[Items from a dataset]
— Begin —

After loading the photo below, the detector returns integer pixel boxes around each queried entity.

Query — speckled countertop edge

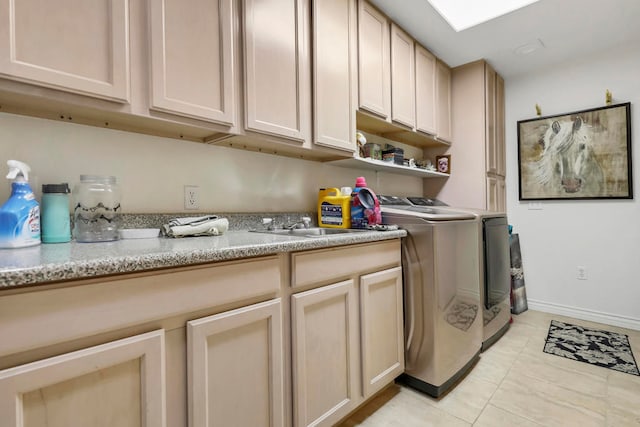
[0,214,406,290]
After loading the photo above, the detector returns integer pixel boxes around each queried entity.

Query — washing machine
[379,196,483,397]
[406,197,511,351]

— End —

**WHAT IS BEING ASKED**
Rewrite the listing above as a Markdown table with two columns, Row and Line, giving each nonblank line its own numbered row. Leave out blank lines and the pictures.

**THE RESULT**
| Row | Line |
|---|---|
| 1 | After loading the photo below, the detector returns integer pixel boxes around each queried entity. |
| 2 | Query — speckled countertop edge |
| 3 | [0,214,406,290] |
| 4 | After loading the photo above, the detector returns integer pixel boxes around each queried entity. |
| 5 | Query — washing machine |
| 6 | [379,196,483,397] |
| 7 | [406,197,511,351] |